• [Problem]: Reproduce the stretch of the Mandarin Oriental earnings article that begins at the words "Mandarin Oriental International Limited’s" and ends after "31 December 2015.", changing nothing.

• [Passage provided]:
-- BEGIN --
Mandarin Oriental International Limited’s Latest Earnings: A Lackluster Year

Mandarin Oriental International Limited (SGX: M04) reported its earnings yesterday evening. The reporting period was for 1 January 2015 to 31 December 2015.

For a brief background, Mandarin Oriental is an international hotel investment and management group with properties all over the globe. Its main shareholder, Jardine Strategic Holdings Limited (SGX: J37), holds about three-quarters of its ordinary shares.

You can read more about Mandarin Oriental in here or catch up with the previous earnings report here.

By the numbers

The following’s a quick rundown on the financial figures for Mandarin Oriental:

  1. Revenue for 2015 was US$607.3 million, down 10.7% compared to 2014.
  2. Profit attributable to shareholders also fell 8% year-on-year, declining from US$97 in 2014 to US$89.3 million in 2015.
  3. Earnings per share (EPS) for the reporting period had declined by a steeper 20% from 9.25 US cents in 2014 to 7.41 US cents in 2015.
  4. Cash flow from operations came in at US$140.2 million with the purchase of tangible and intangible assets clocking in at US$51.5 million. The lighter spending gave the hotel management outfit US$88.7 million in free cash flow in 2015, down from the US$127 million in free cash flow seen a year ago (US$159.5 million in cash flow from operations and US$32.3 million in capital expenditure).
  5. As of 31 December 2015, Mandarin Oriental had US$308.6 million in cash and equivalents and US$440.4 million in borrowings. This was an improvement from the US$324.3 million in cash and equivalents and US$727.7 million in borrowings that was recorded at end-2014.
  6. The company’s net asset value per share has climbed by 7% from US$0.92 at end-2014 (after adjusting for a rights issue; more on this later) to US$0.98.

In all, Mandarin Oriental has endured a lackluster year for 2015 as both revenue and profit came in lower than in the previous year. On the flipside, the firm was able to maintain positive free cash flow. This is important as its balance sheet remains in a net debt position.
-- END --
• [Dataset content]:
-- BEGIN --
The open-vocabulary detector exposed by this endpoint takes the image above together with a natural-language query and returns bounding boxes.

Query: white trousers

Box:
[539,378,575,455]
-- END --
• [Answer in full]:
Mandarin Oriental International Limited’s Latest Earnings: A Lackluster Year

Mandarin Oriental International Limited (SGX: M04) reported its earnings yesterday evening. The reporting period was for 1 January 2015 to 31 December 2015.